TASK OBJECTIVE: Starting at the line that contains "Can you find the distant cyclist", return every line through the end of the entries below, exactly and with nothing else.

[[ DATA SUPPLIED, beginning ]]

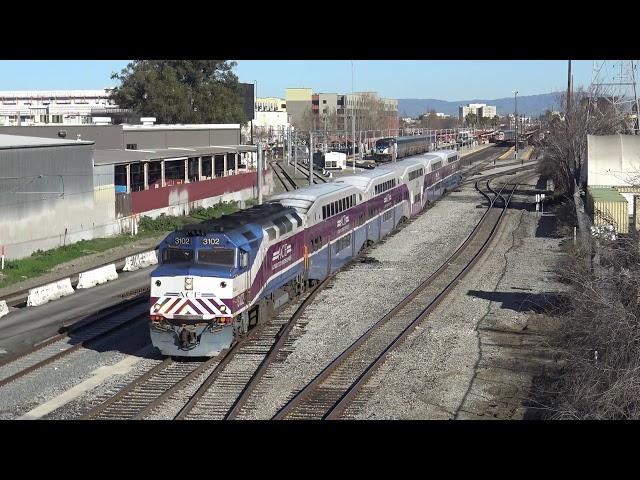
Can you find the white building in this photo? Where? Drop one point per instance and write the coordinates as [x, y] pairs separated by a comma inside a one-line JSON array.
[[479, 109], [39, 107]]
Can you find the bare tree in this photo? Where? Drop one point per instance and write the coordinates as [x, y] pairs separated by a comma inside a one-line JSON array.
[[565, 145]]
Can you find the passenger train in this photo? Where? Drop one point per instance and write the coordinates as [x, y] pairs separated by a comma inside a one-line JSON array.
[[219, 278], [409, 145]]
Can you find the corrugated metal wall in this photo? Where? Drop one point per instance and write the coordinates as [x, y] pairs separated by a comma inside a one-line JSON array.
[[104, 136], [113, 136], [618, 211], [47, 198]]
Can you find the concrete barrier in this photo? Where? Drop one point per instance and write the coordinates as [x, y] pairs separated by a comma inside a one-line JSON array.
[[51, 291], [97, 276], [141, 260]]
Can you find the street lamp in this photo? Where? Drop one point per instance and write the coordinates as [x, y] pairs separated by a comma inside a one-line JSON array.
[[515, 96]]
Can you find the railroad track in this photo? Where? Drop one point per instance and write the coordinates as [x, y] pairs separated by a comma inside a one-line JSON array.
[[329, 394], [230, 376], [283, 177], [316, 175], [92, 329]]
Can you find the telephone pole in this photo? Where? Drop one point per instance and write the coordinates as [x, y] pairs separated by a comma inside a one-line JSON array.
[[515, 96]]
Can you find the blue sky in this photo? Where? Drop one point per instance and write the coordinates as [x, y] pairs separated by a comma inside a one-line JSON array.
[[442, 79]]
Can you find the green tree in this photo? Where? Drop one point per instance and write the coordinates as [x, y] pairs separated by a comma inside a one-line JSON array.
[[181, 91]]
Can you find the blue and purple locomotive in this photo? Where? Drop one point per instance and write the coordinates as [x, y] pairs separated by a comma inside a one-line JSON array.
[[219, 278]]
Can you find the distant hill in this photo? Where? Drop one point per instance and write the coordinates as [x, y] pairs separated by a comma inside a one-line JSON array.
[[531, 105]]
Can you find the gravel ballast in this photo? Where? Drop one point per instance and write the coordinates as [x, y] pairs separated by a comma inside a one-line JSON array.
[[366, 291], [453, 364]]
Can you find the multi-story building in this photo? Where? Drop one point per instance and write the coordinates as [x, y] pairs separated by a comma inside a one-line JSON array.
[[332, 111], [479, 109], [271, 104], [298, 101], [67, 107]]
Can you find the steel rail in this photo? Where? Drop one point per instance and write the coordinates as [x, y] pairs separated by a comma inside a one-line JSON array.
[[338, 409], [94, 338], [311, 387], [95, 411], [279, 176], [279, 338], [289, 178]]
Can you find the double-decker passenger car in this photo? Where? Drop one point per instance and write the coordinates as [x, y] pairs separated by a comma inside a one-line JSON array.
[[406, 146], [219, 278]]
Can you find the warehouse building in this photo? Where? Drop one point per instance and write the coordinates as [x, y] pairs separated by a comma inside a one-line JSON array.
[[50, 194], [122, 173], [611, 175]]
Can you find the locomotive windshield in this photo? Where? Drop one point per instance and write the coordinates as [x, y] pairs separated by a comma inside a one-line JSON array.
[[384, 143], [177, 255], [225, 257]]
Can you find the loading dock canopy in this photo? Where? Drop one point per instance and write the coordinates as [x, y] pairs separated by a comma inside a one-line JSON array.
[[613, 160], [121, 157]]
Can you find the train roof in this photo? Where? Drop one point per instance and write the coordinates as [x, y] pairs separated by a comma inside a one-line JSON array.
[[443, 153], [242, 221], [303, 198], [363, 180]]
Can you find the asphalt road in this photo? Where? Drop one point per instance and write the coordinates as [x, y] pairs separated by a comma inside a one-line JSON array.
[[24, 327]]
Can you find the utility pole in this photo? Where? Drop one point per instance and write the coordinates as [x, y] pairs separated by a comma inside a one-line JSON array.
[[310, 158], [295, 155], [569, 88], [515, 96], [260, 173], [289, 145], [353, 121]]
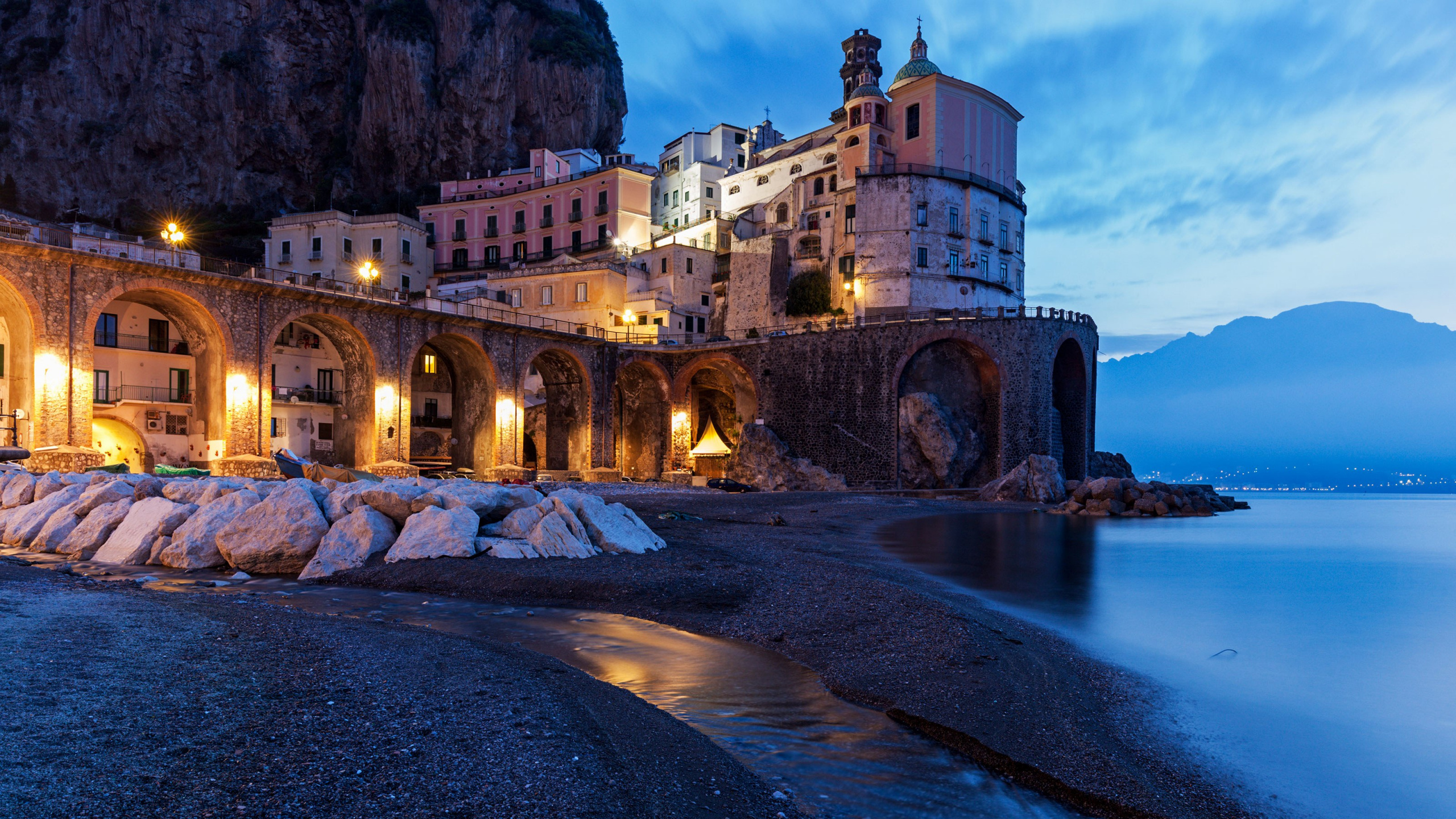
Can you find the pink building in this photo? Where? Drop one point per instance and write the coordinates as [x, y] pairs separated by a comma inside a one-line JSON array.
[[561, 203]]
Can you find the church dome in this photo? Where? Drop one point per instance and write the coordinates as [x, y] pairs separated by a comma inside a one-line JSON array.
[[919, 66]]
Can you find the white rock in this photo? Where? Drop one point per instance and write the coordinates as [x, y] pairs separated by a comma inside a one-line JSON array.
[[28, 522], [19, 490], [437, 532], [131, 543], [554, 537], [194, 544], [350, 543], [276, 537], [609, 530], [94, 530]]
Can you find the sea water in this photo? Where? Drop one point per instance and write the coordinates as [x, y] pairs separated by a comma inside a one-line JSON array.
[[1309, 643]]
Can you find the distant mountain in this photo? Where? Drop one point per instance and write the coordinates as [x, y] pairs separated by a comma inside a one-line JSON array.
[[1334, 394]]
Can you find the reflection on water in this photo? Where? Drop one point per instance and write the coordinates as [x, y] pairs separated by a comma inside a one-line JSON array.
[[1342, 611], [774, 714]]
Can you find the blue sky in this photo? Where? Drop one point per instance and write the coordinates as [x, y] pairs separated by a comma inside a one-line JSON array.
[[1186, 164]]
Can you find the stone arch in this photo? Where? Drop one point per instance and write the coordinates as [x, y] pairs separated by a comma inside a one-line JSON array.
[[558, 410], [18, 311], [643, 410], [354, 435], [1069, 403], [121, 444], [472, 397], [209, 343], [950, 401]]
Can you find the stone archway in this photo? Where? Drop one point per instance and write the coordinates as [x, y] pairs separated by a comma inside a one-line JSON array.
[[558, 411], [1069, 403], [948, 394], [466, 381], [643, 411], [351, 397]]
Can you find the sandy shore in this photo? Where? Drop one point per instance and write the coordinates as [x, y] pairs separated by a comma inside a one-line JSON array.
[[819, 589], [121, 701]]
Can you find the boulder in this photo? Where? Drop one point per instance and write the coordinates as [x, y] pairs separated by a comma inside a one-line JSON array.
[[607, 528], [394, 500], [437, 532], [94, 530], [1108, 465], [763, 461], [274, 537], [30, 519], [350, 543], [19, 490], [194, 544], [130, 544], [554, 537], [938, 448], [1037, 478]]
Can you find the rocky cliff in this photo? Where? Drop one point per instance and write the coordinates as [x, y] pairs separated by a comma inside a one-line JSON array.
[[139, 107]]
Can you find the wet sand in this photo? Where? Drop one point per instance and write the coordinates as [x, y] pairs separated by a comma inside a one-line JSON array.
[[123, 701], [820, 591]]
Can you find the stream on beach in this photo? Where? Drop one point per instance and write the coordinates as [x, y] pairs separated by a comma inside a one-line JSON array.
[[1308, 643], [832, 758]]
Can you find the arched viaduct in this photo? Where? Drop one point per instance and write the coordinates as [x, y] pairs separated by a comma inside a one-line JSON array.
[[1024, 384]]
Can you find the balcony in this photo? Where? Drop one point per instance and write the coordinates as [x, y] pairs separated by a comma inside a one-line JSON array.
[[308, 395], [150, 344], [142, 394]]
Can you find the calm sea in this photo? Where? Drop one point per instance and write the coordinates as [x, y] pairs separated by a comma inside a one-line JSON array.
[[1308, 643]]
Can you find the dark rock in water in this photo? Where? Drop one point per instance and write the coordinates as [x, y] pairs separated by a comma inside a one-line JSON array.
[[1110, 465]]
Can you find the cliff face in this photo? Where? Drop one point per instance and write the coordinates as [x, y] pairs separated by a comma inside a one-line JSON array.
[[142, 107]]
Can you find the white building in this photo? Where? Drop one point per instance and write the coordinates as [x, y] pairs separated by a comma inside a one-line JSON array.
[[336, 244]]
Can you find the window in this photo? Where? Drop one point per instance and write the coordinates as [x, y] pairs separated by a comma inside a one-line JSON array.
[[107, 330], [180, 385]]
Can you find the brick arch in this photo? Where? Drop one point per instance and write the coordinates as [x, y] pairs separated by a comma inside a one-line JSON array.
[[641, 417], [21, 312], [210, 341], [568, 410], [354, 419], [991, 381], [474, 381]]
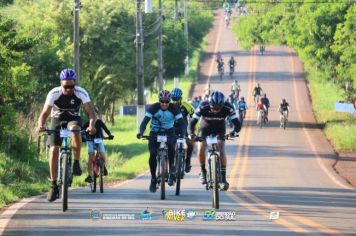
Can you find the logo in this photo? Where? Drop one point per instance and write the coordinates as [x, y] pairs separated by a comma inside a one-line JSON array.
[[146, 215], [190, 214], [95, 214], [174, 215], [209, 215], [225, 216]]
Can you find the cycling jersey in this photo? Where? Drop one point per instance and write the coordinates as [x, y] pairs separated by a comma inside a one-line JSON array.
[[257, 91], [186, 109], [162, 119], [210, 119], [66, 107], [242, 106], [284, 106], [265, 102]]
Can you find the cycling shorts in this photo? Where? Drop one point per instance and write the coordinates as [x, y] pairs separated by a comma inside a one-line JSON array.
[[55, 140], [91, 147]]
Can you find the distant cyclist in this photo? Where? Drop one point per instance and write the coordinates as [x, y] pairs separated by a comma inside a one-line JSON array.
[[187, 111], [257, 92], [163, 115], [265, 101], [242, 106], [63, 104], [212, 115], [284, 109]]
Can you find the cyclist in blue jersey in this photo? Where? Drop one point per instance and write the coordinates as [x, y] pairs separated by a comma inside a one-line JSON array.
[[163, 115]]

[[ DATA SUPPLIED, end ]]

COMPLETED EXERCISE:
Can you find the distant cyclist in this photo? Where? Drop one point per instance and write the coordinates as [x, y] pairs separated by a comma inside a one-line JSON array.
[[187, 111], [257, 92], [163, 115], [265, 101], [242, 106], [63, 104], [212, 115], [284, 109]]
Can you find the cyclist in blue jersey in this photo? Where? Drop one point per instance and write the coordinates as [x, y] pairs separated by a comma inside a one-line JSON array.
[[163, 115]]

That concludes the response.